• [Task]: Every entry must come back exactly as it was written.

• [Items listed in a dataset]:
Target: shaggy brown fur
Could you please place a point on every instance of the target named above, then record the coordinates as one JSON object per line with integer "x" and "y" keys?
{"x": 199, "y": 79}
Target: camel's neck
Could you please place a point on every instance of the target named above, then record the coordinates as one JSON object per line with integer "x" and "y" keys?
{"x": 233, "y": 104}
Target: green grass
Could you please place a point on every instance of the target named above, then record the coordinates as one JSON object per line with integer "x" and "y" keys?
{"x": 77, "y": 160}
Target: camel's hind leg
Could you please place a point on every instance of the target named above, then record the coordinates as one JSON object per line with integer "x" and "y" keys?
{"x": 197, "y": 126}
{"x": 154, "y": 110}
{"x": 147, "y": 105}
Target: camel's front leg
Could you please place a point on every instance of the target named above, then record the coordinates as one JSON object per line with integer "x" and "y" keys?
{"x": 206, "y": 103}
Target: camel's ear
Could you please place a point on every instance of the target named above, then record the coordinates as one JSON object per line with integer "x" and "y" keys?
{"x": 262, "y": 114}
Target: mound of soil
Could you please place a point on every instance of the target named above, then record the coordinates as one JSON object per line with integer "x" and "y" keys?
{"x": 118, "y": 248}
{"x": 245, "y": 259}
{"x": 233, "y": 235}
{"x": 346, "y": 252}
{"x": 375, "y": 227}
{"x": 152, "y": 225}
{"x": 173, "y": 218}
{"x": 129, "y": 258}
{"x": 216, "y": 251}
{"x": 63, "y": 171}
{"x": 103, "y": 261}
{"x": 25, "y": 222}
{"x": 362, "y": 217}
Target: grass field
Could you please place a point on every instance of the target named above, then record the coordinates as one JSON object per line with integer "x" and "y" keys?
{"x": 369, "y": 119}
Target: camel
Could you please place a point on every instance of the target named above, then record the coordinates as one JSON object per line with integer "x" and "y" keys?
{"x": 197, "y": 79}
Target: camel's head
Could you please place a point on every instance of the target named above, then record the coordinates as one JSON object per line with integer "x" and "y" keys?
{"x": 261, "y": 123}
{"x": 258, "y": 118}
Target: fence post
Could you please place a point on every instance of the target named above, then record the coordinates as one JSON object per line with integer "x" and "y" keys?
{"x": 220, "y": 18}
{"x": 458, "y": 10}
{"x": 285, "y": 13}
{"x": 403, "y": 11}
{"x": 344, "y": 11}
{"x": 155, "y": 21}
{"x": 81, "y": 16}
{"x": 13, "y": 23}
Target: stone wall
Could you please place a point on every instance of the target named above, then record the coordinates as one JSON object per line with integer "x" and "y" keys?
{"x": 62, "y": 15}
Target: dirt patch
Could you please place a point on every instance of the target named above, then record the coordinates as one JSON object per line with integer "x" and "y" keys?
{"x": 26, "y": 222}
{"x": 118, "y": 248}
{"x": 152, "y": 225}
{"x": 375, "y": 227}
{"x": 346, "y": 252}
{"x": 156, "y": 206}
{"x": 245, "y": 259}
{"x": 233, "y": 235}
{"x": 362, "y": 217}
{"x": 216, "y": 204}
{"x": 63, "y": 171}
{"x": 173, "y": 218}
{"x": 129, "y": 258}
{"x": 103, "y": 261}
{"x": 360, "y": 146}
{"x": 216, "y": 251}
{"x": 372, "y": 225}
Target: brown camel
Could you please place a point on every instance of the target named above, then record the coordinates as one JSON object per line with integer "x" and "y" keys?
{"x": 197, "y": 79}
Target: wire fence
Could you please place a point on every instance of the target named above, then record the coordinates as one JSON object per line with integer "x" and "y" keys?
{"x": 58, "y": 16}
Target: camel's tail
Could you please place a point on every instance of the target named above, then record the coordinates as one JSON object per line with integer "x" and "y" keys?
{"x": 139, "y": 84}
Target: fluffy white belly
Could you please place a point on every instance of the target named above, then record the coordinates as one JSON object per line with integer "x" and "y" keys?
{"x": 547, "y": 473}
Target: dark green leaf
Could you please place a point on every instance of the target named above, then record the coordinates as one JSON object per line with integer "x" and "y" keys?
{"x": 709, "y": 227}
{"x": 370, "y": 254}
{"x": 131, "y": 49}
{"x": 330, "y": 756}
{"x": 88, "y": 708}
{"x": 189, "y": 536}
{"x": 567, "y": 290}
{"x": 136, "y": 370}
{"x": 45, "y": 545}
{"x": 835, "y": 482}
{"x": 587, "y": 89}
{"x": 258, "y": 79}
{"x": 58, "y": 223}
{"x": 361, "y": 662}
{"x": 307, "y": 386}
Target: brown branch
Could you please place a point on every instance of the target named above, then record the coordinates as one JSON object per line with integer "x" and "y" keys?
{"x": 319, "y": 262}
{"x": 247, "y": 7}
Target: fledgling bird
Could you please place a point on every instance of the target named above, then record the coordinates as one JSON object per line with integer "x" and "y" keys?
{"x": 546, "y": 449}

• [Exercise solution]:
Target: shaggy brown fur
Could you please place a point on every instance of the target named above, then record the coordinates as one JSON object per line with integer "x" and "y" keys?
{"x": 199, "y": 79}
Target: camel's neck
Could you please place a point on every instance of the target named above, then record the coordinates as one JSON object per line with integer "x" and "y" keys?
{"x": 233, "y": 104}
Target: green grass
Could you please place a point on every instance of the target named above, then record the coordinates as one JSON object per line with integer "x" and "y" keys?
{"x": 77, "y": 160}
Target: camel's hind leg
Could you please place a point on every instance of the target named above, then record the coordinates as one JSON object per line with integer "x" and "y" keys?
{"x": 197, "y": 126}
{"x": 154, "y": 110}
{"x": 147, "y": 105}
Target: camel's front leg
Could you please place a point on every instance of the target named above, then record the coordinates as one JSON object per line with integer "x" and "y" keys?
{"x": 206, "y": 103}
Target: camel's ear
Could you please place a point on every instance of the target named above, then record the coordinates as one JSON object per line with integer "x" and "y" keys?
{"x": 262, "y": 114}
Target: mound of soil
Could you please place a point on every instance of the target named above, then record the coordinates as one JSON object per line with integer "x" and "y" keys?
{"x": 118, "y": 248}
{"x": 245, "y": 259}
{"x": 233, "y": 235}
{"x": 346, "y": 252}
{"x": 375, "y": 227}
{"x": 152, "y": 225}
{"x": 173, "y": 218}
{"x": 129, "y": 258}
{"x": 216, "y": 251}
{"x": 63, "y": 171}
{"x": 103, "y": 261}
{"x": 25, "y": 222}
{"x": 362, "y": 217}
Target: grass field
Could you please place a point on every instance of the target named above, then record the coordinates as one JSON object per line with integer "x" and "y" keys?
{"x": 369, "y": 119}
Target: camel
Could you please place a point on every instance of the target named above, then record the coordinates as one JSON object per line with integer "x" and "y" keys?
{"x": 197, "y": 79}
Target: camel's head
Could you please place a point on every instance of the target named above, then record the coordinates as one JSON object per line with integer "x" and "y" keys?
{"x": 261, "y": 123}
{"x": 258, "y": 118}
Target: fence post
Could you please place a point on every instance of the target named above, then record the coordinates as one JSON object per line with integer "x" and "y" keys?
{"x": 220, "y": 18}
{"x": 458, "y": 10}
{"x": 285, "y": 13}
{"x": 403, "y": 11}
{"x": 344, "y": 11}
{"x": 155, "y": 21}
{"x": 81, "y": 16}
{"x": 13, "y": 23}
Target: stone wall
Could you please place a point on every instance of the target named above, then record the coordinates as one JSON object per line with integer "x" and "y" keys?
{"x": 62, "y": 15}
Target: dirt patch
Could you please place a point on every instance of the target named above, then record the coordinates as one JSON object per line with integer "x" and "y" keys?
{"x": 26, "y": 222}
{"x": 118, "y": 248}
{"x": 152, "y": 225}
{"x": 375, "y": 227}
{"x": 346, "y": 252}
{"x": 156, "y": 206}
{"x": 245, "y": 259}
{"x": 233, "y": 235}
{"x": 362, "y": 217}
{"x": 216, "y": 204}
{"x": 63, "y": 171}
{"x": 173, "y": 218}
{"x": 129, "y": 258}
{"x": 103, "y": 261}
{"x": 360, "y": 146}
{"x": 216, "y": 251}
{"x": 372, "y": 225}
Target: brown camel
Could you please place a point on every instance of the target named above, then record the coordinates as one JSON object per line with integer "x" and "y" keys?
{"x": 197, "y": 79}
Target: wire fence
Could you please place a point on every instance of the target named above, then record the coordinates as one JSON object per line with integer "x" and "y" keys?
{"x": 58, "y": 16}
Target: camel's tail
Could you please place a point on every instance of the target named above, then record the coordinates as one JSON object per line with integer "x" and "y" keys?
{"x": 139, "y": 84}
Target: fluffy white belly
Could you please place a point on every instance of the target named above, then record the coordinates as one JSON object per line with integer "x" and "y" keys?
{"x": 547, "y": 473}
Target: dark green leaf
Could you please place a point on every instance of the target named above, then record the coordinates as one JSON object per line with integer "x" and "y" keys?
{"x": 709, "y": 227}
{"x": 370, "y": 254}
{"x": 131, "y": 49}
{"x": 330, "y": 756}
{"x": 88, "y": 708}
{"x": 189, "y": 536}
{"x": 567, "y": 290}
{"x": 136, "y": 370}
{"x": 45, "y": 545}
{"x": 835, "y": 482}
{"x": 587, "y": 89}
{"x": 258, "y": 79}
{"x": 58, "y": 223}
{"x": 361, "y": 662}
{"x": 307, "y": 386}
Target: brown branch
Could you please place a point on every instance of the target named above, then record the coordinates as one JSON object per line with integer "x" and "y" keys?
{"x": 319, "y": 262}
{"x": 247, "y": 7}
Target: fledgling bird
Could you please place a point on every instance of the target named above, then record the coordinates as one JSON object per line with integer "x" and "y" keys?
{"x": 546, "y": 449}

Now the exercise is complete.